#### Page excerpt
He received a sentence of probation.
in 2001.
Probation.
That's it.
Now, again, I don't know all the details of the case, but it doesn't seem right to me.
Miranda was sexually abused by her mother's boyfriend who did admit to it.
And in 1999, he received a 75-month sentence.
Those are pretty big differences in sentences, right?
One's no jail time in probation.
The other one, you know, you're doing six years.
Yeah.
And three months on top of them.
In the same area.
So what's the underlying factors there?
And again, I don't have all those details.
There had to have been something that was different.
You know, maybe it was that this boyfriend admitted.
Yeah.
To what he had done.
And her father didn't, but the evidence was there.
I don't know.
You would like to believe that the cases weren't super similar and one person got probation
and the other one got 75 months.
Yeah, that would be a problem.
I think we'd all have a problem with that.
Absolutely.
So investigators began looking into connections, right?
You know they're going to do that.
What connections did these two girls have with whoever?
And one name that popped up was Ward Weaver, not shocking.
He knew both Ashley and Miranda.
The problem is there were a lot of other names as well.
Gibbs, I mentioned this lower income apartment complex.
There were scores of men that lived in this apartment complex that police had to consider as possible suspects.
But they were definitely looking at Ward Weaver.

[Records from a data source]
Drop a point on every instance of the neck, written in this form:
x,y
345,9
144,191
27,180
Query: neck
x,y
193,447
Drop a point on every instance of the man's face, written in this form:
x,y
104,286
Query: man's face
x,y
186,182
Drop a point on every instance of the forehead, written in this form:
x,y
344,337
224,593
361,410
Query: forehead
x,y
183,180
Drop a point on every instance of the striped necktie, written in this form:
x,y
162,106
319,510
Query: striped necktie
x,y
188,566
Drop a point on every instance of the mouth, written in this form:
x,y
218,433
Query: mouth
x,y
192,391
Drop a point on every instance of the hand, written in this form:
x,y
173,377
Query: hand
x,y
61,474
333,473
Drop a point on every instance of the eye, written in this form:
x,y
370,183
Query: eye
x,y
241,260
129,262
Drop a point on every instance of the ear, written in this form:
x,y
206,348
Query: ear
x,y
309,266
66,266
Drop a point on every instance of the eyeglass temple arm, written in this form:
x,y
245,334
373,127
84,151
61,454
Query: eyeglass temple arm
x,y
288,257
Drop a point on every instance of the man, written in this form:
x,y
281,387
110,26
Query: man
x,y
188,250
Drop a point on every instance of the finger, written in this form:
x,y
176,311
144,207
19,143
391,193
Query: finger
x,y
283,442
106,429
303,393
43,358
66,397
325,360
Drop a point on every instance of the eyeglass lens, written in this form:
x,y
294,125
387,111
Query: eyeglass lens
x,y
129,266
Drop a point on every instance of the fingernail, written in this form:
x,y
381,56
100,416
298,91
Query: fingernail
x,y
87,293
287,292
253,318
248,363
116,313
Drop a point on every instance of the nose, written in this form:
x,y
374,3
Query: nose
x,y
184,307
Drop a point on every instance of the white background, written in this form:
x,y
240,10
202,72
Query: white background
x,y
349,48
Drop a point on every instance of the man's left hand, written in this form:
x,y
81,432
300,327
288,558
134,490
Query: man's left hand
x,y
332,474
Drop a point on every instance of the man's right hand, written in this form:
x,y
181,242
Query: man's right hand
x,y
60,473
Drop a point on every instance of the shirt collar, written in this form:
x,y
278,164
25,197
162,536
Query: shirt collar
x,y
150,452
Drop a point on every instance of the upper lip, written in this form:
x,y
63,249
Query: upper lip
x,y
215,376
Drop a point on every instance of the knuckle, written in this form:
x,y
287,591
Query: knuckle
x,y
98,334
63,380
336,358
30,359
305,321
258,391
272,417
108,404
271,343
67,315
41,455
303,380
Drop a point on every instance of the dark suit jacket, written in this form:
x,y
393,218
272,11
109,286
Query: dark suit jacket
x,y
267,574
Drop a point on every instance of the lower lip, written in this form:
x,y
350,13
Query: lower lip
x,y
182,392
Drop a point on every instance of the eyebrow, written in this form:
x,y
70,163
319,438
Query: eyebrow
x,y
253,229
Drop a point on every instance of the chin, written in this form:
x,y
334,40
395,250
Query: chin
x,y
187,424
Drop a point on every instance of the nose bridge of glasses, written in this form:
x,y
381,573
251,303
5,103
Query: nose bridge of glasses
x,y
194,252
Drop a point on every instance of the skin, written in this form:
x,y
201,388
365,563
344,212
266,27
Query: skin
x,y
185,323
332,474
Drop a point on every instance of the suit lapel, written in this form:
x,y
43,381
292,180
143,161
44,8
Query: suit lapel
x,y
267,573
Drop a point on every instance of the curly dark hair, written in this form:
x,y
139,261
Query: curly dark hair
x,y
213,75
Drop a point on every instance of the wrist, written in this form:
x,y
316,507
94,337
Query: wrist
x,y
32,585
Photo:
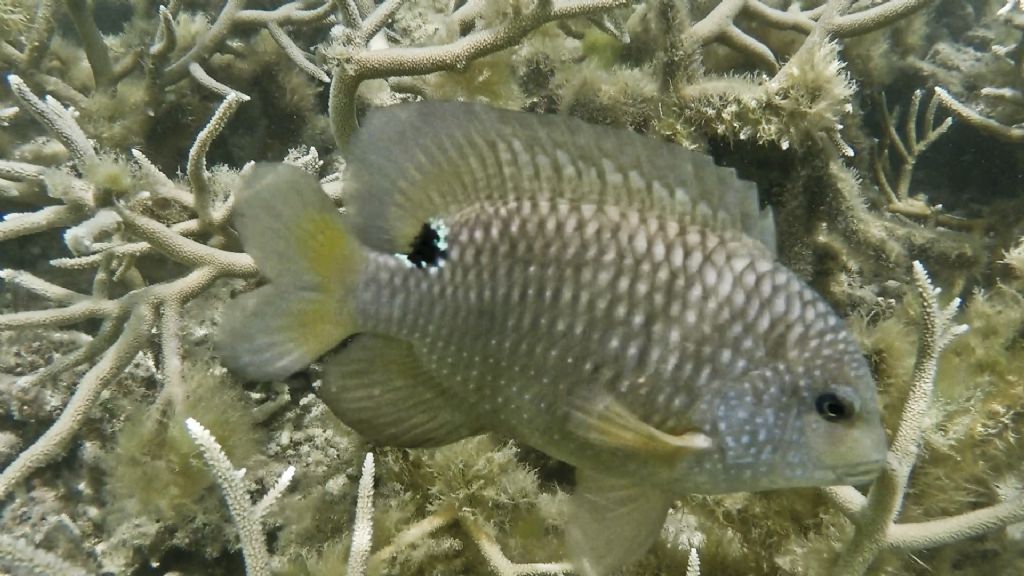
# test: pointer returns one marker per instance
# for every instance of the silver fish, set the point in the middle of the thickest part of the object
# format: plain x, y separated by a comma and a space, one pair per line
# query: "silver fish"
611, 300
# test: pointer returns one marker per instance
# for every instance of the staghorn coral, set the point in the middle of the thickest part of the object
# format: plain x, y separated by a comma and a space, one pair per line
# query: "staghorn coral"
121, 152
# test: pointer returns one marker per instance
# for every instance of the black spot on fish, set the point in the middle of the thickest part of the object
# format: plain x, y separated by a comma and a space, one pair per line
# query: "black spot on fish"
428, 249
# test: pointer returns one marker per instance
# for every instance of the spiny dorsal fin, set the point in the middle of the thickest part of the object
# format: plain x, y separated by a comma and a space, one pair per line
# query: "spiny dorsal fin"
413, 162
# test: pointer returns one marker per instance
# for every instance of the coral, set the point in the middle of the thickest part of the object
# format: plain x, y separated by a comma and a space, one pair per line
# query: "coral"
124, 133
247, 517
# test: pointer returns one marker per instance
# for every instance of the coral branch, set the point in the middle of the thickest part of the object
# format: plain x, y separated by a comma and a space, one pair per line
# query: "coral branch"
1013, 134
58, 120
355, 66
54, 441
247, 518
197, 158
363, 530
877, 520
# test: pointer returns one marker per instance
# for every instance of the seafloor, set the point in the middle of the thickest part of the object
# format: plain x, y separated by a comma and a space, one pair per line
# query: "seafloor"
881, 133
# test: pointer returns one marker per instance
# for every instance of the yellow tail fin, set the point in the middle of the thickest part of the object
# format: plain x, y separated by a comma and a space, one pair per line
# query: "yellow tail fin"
302, 246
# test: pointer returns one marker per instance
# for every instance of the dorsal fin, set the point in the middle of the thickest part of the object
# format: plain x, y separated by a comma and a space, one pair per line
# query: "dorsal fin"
410, 163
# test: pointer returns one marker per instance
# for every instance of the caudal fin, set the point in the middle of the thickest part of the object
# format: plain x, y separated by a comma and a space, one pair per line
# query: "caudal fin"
302, 246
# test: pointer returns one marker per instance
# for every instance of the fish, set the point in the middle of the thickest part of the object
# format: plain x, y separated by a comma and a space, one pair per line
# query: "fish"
609, 299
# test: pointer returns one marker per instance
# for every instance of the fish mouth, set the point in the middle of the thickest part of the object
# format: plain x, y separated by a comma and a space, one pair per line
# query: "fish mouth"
859, 472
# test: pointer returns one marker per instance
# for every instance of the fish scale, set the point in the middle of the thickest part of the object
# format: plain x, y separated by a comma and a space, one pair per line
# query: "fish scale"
611, 300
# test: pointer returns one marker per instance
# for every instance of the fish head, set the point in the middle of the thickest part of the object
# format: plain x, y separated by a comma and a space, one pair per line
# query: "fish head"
788, 425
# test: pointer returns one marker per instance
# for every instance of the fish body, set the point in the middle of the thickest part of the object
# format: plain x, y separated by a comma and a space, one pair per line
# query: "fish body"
608, 299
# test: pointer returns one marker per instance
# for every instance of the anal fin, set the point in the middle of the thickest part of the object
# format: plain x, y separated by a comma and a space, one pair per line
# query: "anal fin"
611, 522
378, 386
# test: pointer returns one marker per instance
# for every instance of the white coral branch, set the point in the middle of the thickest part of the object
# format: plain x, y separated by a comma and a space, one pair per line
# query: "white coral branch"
247, 517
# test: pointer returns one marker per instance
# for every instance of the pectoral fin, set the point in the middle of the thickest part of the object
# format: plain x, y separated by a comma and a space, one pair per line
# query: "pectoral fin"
607, 422
612, 522
377, 385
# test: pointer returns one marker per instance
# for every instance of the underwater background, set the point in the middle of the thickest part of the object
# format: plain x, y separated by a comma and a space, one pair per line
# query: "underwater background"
881, 133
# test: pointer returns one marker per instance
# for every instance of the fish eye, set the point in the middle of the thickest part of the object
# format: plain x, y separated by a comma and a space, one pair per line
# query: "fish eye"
834, 408
429, 248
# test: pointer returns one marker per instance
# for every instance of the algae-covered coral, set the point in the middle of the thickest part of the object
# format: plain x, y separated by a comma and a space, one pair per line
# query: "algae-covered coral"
123, 130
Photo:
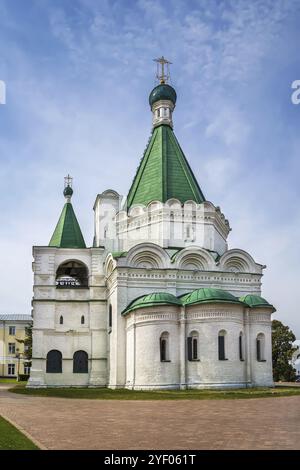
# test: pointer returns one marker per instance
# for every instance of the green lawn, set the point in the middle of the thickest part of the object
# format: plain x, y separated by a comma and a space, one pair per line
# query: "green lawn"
12, 439
123, 394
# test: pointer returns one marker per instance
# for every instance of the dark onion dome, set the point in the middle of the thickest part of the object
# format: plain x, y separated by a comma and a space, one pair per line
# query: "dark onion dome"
256, 301
162, 91
209, 295
68, 191
149, 300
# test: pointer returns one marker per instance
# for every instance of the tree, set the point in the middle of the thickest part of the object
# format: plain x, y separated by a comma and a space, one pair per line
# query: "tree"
282, 351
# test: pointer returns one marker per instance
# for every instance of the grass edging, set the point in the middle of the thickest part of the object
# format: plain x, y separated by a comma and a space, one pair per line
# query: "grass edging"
124, 394
14, 437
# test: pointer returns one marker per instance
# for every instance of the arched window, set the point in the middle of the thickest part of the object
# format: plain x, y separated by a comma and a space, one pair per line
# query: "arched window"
54, 362
241, 347
222, 345
192, 343
164, 347
71, 274
110, 316
260, 347
80, 362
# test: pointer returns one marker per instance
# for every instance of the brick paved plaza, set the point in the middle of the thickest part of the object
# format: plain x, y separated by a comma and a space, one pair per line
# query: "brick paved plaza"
59, 423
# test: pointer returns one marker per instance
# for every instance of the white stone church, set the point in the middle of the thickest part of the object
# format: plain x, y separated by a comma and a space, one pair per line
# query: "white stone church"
158, 301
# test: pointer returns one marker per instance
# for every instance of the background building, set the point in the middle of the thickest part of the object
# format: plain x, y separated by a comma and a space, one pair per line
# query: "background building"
12, 360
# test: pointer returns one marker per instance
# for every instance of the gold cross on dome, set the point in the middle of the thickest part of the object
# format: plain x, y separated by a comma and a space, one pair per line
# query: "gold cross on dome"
161, 75
68, 181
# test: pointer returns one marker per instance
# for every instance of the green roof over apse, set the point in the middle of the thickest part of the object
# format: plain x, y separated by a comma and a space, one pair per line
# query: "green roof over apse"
67, 233
164, 172
209, 295
256, 301
149, 300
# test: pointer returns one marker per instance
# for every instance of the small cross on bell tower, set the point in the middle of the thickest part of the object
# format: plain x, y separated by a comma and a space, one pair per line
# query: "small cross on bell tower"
162, 98
162, 75
68, 191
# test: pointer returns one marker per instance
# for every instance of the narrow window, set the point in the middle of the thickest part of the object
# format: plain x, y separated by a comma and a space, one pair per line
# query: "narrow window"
192, 346
54, 362
12, 348
195, 349
80, 362
164, 347
11, 369
241, 355
221, 345
260, 347
110, 317
12, 331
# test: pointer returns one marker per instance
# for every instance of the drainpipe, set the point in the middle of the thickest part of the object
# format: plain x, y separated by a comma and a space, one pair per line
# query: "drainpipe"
182, 353
248, 349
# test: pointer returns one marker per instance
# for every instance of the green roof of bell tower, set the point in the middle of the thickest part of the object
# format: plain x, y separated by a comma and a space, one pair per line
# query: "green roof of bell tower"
67, 233
164, 172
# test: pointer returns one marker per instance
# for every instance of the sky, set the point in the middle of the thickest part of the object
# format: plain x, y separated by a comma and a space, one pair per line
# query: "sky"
78, 75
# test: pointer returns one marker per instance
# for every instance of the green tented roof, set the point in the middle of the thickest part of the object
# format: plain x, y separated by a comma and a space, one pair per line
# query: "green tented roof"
255, 301
164, 172
67, 233
149, 300
209, 295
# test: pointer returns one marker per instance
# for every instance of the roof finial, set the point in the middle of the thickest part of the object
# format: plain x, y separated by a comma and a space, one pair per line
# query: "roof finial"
160, 74
68, 191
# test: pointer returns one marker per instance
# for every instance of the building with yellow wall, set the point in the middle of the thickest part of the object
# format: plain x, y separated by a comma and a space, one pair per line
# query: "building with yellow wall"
12, 359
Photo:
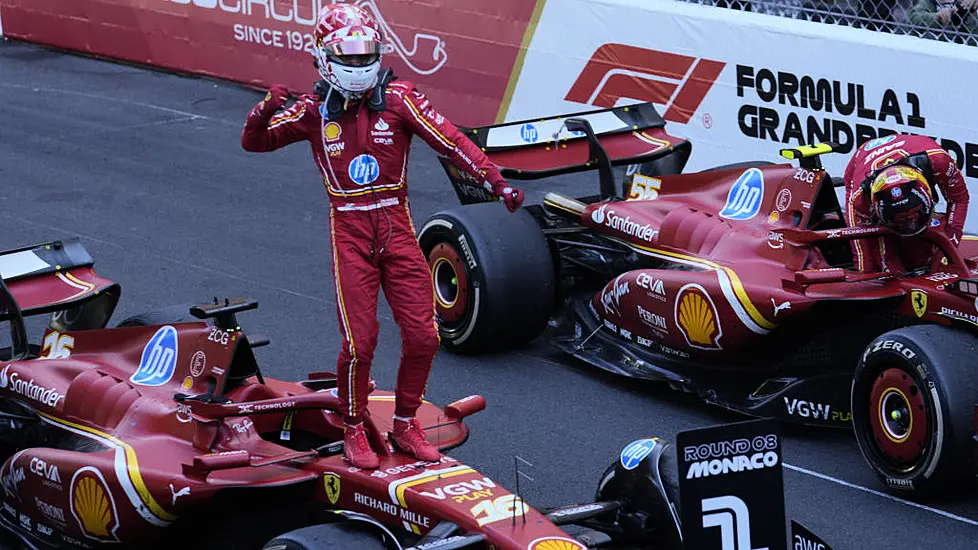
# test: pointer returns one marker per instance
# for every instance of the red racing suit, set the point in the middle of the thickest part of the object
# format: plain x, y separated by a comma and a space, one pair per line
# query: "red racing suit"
891, 254
363, 157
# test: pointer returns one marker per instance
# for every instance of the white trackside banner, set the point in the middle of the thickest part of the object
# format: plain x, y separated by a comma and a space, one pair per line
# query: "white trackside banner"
741, 86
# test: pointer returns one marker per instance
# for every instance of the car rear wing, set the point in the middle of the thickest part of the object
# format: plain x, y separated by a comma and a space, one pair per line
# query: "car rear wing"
50, 277
569, 143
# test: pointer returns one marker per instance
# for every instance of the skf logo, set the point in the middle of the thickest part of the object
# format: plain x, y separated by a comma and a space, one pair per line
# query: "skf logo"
730, 514
617, 71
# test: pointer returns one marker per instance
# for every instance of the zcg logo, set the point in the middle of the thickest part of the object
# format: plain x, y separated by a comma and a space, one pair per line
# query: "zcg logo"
617, 71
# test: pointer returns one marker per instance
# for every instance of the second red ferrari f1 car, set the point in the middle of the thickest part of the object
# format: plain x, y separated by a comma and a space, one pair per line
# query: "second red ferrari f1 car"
163, 432
734, 283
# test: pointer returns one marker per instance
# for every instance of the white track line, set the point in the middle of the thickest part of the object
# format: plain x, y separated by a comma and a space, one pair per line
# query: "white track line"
112, 99
924, 507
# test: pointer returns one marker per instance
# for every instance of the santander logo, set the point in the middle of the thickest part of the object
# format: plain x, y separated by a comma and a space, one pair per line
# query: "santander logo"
14, 381
597, 216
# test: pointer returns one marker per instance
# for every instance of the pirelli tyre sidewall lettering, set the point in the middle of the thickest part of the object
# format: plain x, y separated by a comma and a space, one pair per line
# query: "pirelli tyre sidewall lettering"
457, 277
913, 366
493, 275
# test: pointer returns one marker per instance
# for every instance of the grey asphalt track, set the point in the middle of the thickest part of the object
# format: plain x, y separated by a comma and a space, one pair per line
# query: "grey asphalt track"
147, 169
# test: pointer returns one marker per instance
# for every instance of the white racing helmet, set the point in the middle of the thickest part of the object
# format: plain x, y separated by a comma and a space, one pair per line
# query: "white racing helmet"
348, 48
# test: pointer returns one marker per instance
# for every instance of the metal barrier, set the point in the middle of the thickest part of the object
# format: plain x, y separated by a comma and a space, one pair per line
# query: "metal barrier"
945, 20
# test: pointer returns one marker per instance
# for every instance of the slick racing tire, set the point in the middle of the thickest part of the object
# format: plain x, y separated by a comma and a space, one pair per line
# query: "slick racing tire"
348, 535
913, 409
493, 275
163, 316
650, 492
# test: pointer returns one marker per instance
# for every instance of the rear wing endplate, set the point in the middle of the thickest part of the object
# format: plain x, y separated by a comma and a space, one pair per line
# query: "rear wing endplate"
41, 259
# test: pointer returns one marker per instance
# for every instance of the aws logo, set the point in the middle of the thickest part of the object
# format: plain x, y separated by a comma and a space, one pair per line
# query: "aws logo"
617, 71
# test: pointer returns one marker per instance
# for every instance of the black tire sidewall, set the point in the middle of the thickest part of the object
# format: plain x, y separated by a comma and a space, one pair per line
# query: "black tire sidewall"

#### List of tasks
1. In the transcript excerpt, what sentence did the mother's boyfriend who abused Miranda receive in 1999?
2. Return the transcript excerpt word for word, starting at "Absolutely." and ending at "at Ward Weaver.".

#### Answers
1. A 75-month sentence.

2.
Absolutely.
So investigators began looking into connections, right?
You know they're going to do that.
What connections did these two girls have with whoever?
And one name that popped up was Ward Weaver, not shocking.
He knew both Ashley and Miranda.
The problem is there were a lot of other names as well.
Gibbs, I mentioned this lower income apartment complex.
There were scores of men that lived in this apartment complex that police had to consider as possible suspects.
But they were definitely looking at Ward Weaver.